→ **What the exercise asks**: Give back every record exactly as written.

[Dataset items]
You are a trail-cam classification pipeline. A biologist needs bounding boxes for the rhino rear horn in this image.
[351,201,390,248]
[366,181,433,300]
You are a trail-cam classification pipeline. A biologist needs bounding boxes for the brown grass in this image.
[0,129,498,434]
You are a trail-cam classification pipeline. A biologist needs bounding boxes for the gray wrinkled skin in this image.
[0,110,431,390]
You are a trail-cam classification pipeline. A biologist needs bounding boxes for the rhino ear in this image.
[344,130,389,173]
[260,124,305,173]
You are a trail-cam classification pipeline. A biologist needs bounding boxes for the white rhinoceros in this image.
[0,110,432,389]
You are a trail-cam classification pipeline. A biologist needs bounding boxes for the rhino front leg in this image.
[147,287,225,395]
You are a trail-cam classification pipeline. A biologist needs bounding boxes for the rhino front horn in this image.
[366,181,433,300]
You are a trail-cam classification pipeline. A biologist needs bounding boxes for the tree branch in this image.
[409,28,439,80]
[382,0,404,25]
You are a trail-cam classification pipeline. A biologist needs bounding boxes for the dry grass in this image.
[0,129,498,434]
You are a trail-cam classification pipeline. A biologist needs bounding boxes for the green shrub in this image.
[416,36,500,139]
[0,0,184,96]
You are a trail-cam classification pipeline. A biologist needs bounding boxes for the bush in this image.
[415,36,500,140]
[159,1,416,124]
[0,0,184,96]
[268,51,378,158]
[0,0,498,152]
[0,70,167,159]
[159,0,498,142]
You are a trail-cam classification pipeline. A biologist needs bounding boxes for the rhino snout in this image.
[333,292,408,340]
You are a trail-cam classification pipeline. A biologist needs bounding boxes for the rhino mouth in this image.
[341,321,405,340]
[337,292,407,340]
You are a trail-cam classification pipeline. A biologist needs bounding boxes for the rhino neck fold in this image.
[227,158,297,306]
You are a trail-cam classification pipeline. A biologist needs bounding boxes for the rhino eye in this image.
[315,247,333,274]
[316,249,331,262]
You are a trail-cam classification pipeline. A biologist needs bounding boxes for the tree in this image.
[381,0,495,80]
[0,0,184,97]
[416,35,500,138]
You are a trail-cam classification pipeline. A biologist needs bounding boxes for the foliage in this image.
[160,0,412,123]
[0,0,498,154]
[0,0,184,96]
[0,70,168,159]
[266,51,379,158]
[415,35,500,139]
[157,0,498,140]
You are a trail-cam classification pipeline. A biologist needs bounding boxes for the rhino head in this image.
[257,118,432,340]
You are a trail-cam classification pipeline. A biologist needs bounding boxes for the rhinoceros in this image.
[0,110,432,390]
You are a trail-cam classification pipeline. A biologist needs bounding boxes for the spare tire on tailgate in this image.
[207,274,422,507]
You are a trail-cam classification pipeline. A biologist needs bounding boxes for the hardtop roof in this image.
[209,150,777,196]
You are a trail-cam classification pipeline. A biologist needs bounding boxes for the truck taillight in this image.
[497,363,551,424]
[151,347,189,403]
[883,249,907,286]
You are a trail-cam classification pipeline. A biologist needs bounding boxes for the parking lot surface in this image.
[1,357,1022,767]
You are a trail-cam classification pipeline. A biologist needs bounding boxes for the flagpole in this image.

→ **Answer section**:
You are a trail-cam classification pipeline. A biologist needs bounding boxes for the rhino rear horn in this image.
[351,201,390,248]
[366,181,433,300]
You are a trail-cam classification pipeline. A biologist needs bounding boxes for the brown grass in this image.
[0,129,498,434]
You are a trail-cam classification pipeline. A biologist needs bounding boxes for the gray wrinkled skin in this image.
[0,110,431,390]
You are a trail-cam classification pipeline. A biologist needs bounding boxes for the rhino ear in this image.
[344,130,389,173]
[260,124,305,173]
You are a trail-cam classification pipeline. A biologist needs bounding boxes for the white rhinoceros in this image.
[0,110,432,389]
You are a trail-cam classification pipeline. A biologist needs bounding boxes for the rhino front leg in this image.
[147,287,225,395]
You are a trail-cam classification pipeline. A biologist needs bounding boxes for the rhino front horn in this image.
[366,181,433,300]
You are a trail-cam classification pipeline. A biologist needs bounding boxes for the tree branch in this image.
[409,28,439,80]
[382,0,404,25]
You are a trail-cam classification pipeline. A biologist needs bounding boxes for the dry grass in this image.
[0,129,498,434]
You are a trail-cam classification pipeline. A biologist needs bounding boxes for the green shrub in this image.
[416,36,500,139]
[0,0,184,96]
You are a trail-cam classification pipeline. A biologist needs bounding boxes for the bush in this image.
[415,36,500,140]
[159,1,416,124]
[0,0,184,96]
[268,51,378,158]
[0,0,498,152]
[0,70,167,159]
[159,0,498,142]
You are a trail-cam classification pipeline. A biologist needs bounding boxes for the rhino snout in this image.
[333,292,408,340]
You are a trail-cam classification pipeline. A biologist needs bounding boxes for the rhino mouth in this image.
[341,321,405,340]
[337,292,407,340]
You are a trail-cam classification pipeline. A biologist needs bounding boxes for the rhino neck fold in this image.
[227,158,297,306]
You are a trail-cam classification pipeline. A biologist needs bounding boxes for the rhino eye in this image.
[315,247,333,274]
[316,249,331,262]
You are a trail-cam classification pipeline. A biologist needs bounding boxes for the tree in this image.
[381,0,495,80]
[0,0,184,97]
[416,35,500,138]
You are a trail-cam classification pipeline. A biologist needs bounding boxes for the foliage in this image.
[160,0,412,123]
[0,0,498,154]
[0,0,184,96]
[0,70,168,159]
[266,51,379,158]
[415,35,500,139]
[157,0,498,140]
You are a trail-cam classification pipeline. A biologist needs bounding boxes for the rhino head in this image.
[257,118,432,340]
You are a trail-cam classification pipeline. A biologist needs bounding boxes for the rhinoceros in this image.
[0,110,432,390]
You are a trail-cam classification pipeline. A biologist needs bounding boxes for the spare tire on tailgate in this image.
[207,274,422,507]
You are a trail-cam classification pipeline. A biologist needs bounding boxes for the hardtop roof in this image.
[209,150,777,196]
You are a trail-cam classification pipeline. A biologist needs bounding boxes for the truck taillight in this image.
[497,363,551,424]
[151,347,189,403]
[883,249,907,286]
You are a trail-cam classification pipeline. A biologist needs bounding boxes for the parking lot surface in this image.
[1,357,1022,767]
You are a trail-cam classification pipeline. A biologist needs bounding boxes for the flagpole in this image.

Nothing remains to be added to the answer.